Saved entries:
——————————

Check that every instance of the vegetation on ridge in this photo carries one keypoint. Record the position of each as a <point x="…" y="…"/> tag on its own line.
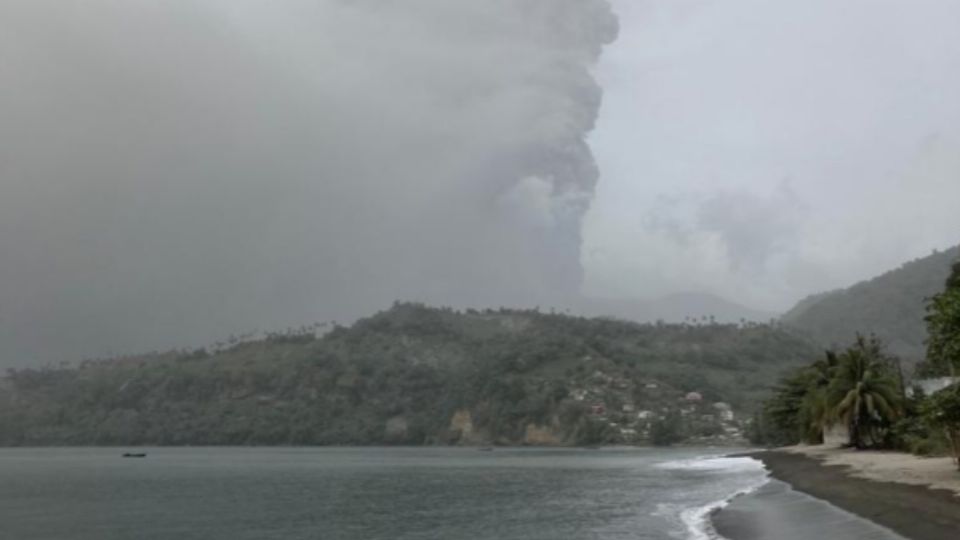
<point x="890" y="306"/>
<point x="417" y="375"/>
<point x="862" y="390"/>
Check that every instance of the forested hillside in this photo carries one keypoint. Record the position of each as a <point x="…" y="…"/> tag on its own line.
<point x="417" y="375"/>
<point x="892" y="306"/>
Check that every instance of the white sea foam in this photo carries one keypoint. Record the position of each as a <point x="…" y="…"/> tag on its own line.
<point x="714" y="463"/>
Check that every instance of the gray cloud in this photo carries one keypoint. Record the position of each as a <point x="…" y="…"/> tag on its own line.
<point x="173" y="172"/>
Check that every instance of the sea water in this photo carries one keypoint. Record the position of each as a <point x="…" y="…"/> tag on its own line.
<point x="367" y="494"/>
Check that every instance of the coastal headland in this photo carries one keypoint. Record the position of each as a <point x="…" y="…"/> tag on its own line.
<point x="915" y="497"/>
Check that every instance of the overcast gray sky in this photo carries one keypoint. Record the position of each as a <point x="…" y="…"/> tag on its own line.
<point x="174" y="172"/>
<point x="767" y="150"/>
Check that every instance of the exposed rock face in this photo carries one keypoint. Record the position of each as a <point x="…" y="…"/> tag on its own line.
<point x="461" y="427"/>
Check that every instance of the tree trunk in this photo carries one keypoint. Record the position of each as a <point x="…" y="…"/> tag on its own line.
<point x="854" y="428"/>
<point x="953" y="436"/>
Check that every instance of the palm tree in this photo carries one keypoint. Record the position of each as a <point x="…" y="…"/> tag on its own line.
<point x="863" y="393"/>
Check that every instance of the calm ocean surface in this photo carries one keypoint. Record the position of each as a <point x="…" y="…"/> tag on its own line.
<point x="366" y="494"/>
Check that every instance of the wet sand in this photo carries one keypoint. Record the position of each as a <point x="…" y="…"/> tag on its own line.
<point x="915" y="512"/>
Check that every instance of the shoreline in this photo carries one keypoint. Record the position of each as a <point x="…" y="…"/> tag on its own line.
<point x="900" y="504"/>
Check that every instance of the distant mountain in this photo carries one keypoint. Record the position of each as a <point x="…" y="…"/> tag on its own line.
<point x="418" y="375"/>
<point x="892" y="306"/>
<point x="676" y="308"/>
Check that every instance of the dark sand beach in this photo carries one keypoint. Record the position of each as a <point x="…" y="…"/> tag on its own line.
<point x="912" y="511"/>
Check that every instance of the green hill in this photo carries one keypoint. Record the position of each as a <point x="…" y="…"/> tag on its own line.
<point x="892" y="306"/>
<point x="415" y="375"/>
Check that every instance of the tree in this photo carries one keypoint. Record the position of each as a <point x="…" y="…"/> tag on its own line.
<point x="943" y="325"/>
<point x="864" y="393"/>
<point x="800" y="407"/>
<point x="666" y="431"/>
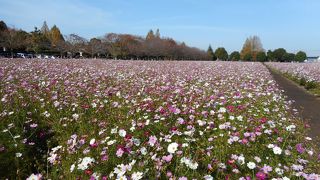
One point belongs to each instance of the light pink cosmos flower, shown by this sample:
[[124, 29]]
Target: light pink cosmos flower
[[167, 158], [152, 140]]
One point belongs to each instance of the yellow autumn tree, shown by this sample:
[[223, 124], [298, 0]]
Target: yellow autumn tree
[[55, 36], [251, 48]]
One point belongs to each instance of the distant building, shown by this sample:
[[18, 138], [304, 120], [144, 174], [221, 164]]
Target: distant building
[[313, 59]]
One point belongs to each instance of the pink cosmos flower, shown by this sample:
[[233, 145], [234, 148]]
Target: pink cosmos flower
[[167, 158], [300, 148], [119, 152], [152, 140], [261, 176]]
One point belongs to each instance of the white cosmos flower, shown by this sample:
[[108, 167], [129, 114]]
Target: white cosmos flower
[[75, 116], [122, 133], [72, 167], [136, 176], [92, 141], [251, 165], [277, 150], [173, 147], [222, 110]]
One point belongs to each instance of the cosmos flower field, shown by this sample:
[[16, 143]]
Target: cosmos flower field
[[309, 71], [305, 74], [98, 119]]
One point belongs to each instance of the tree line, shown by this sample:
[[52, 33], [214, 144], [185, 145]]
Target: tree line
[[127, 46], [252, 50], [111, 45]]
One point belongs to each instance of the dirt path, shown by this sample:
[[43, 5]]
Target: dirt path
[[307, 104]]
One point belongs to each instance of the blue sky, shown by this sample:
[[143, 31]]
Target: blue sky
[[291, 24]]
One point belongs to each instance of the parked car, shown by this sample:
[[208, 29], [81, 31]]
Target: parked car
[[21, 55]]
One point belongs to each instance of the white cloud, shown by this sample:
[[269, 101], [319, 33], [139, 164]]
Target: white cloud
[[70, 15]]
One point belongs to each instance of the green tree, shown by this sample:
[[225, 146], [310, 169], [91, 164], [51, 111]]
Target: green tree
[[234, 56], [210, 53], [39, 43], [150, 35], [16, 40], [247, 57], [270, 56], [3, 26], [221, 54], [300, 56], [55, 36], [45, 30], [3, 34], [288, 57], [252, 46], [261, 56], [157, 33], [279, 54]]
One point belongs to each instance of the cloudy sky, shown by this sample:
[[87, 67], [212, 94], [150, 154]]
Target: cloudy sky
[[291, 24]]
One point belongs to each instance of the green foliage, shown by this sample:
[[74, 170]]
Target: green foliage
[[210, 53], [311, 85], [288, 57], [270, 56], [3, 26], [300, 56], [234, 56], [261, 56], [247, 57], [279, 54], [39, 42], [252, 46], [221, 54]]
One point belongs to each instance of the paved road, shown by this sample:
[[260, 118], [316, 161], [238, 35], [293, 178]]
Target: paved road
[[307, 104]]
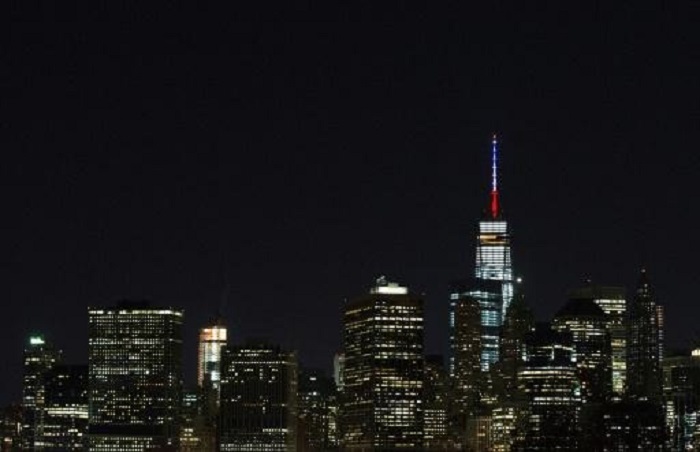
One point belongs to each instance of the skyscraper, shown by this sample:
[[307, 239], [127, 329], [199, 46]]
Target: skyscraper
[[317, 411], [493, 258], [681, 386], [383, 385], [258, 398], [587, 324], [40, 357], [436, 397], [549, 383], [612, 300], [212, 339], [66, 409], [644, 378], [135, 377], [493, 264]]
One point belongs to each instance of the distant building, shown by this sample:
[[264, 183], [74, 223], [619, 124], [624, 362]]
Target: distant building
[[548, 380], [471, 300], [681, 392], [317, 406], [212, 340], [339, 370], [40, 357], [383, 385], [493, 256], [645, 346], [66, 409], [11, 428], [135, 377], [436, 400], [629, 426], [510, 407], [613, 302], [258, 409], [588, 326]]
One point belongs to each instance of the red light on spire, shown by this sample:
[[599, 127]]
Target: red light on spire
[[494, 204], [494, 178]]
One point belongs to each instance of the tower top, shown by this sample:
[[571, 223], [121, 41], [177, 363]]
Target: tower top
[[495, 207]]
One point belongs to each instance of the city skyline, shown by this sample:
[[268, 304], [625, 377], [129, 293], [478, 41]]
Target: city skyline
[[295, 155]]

——————————

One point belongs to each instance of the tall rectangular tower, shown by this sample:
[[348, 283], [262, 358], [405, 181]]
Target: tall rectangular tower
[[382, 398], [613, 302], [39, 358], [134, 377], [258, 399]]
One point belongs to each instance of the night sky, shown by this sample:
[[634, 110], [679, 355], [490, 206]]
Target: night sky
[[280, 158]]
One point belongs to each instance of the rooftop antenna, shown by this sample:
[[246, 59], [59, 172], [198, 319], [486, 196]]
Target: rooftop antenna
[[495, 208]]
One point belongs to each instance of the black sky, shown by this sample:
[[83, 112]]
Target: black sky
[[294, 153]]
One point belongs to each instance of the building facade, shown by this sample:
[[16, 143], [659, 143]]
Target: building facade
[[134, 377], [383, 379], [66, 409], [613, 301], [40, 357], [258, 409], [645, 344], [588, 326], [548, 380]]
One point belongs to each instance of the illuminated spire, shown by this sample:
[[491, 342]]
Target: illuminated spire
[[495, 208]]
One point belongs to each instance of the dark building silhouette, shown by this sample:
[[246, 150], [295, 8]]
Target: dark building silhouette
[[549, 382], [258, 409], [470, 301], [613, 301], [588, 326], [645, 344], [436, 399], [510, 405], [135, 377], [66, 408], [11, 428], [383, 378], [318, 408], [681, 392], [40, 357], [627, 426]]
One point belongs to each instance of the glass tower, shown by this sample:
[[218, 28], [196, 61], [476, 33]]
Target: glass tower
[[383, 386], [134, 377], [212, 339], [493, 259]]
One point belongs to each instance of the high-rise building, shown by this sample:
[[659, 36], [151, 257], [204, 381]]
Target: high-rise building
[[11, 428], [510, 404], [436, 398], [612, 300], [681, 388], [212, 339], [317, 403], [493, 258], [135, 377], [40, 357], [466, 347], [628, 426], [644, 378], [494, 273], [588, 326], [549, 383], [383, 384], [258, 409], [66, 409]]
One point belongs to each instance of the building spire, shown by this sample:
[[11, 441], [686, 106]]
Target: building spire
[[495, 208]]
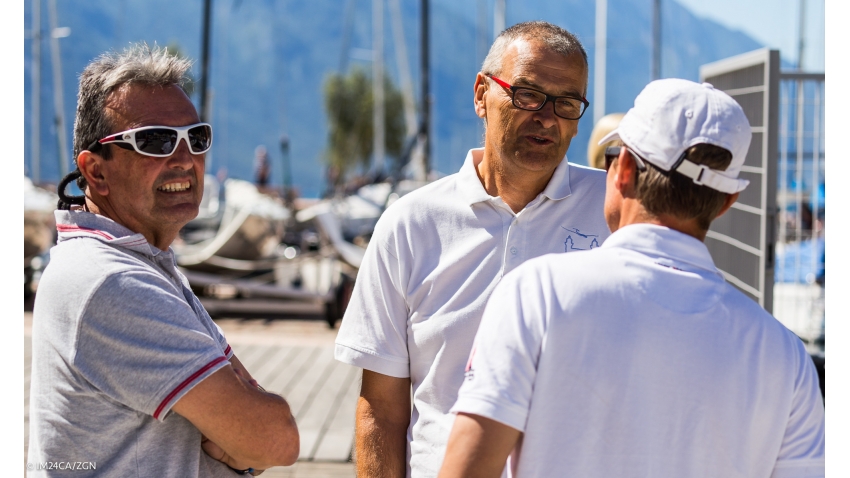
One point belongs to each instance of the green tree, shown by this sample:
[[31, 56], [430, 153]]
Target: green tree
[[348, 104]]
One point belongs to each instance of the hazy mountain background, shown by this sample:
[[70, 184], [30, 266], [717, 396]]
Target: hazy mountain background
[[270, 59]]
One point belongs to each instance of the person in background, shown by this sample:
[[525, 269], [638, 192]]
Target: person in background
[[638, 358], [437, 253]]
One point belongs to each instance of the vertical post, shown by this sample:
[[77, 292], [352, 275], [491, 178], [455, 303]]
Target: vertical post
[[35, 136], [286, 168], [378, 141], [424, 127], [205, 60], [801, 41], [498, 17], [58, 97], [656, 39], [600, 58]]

——————————

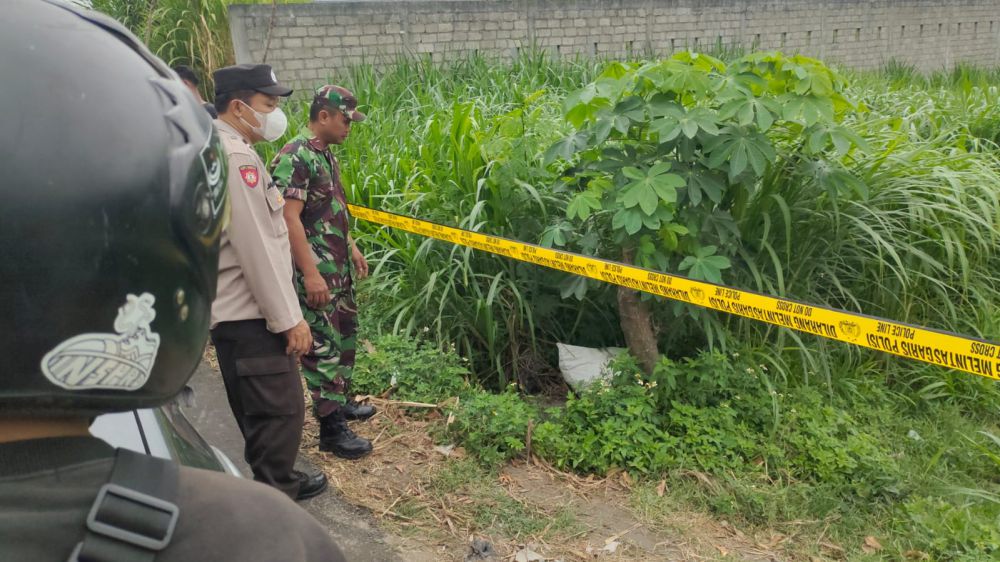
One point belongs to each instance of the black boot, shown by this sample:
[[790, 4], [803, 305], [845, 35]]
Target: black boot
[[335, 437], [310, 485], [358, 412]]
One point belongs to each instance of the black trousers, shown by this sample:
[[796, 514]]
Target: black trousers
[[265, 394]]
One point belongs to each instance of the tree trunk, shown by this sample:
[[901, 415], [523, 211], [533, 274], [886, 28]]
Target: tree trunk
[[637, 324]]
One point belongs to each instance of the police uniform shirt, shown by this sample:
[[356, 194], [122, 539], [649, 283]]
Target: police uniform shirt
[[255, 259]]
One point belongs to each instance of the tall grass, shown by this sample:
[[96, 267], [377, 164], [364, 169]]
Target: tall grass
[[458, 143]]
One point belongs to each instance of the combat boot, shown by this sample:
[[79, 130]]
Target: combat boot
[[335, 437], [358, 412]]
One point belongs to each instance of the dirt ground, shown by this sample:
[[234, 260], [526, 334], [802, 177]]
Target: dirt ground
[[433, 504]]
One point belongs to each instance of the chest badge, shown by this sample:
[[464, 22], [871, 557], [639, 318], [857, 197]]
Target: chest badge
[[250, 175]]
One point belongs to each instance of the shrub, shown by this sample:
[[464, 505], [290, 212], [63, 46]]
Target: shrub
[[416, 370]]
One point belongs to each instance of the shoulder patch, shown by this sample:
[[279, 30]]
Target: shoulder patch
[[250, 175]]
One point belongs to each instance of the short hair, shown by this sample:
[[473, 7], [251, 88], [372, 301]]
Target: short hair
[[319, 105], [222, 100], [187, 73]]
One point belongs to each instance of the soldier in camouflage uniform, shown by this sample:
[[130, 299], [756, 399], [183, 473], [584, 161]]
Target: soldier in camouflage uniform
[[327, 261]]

——————————

Task goal:
Return, word for word, the stretch of the entries above that begins with the line containing "One point belongs to each instance of the black boot, shown" and ends with the line containing "[[433, 504]]", including both of those lines.

The solution:
One point belongs to each instance of the black boot, shown by this sample:
[[790, 4], [803, 305], [845, 35]]
Target: black boot
[[335, 437], [310, 485], [358, 412]]
One point belongs to each instance of the black trousers, shown by this sample:
[[796, 514]]
Target: black trousers
[[265, 394]]
One point belongs to each instance of the tree trunk, shown by this sample:
[[901, 415], [523, 211], [533, 274], [886, 28]]
Target: tree trunk
[[637, 324]]
One point belongs to each instance of the police uniform shirt, shown by this sample:
[[356, 194], [122, 539], [649, 283]]
Target: police uniform shirt
[[255, 259]]
One point belongs to each instance of the tall grass, shown by this sample:
[[96, 267], [377, 164], [364, 169]]
Target: tall grass
[[458, 143]]
One point belongs to each instance of the combat boot, shown by this sample:
[[79, 130]]
Target: combat boot
[[335, 437], [358, 412]]
One point belongs to each instance of the dirt ground, shown by this sample:
[[234, 260], [526, 334], [802, 177]]
Target: dirt ground
[[433, 504]]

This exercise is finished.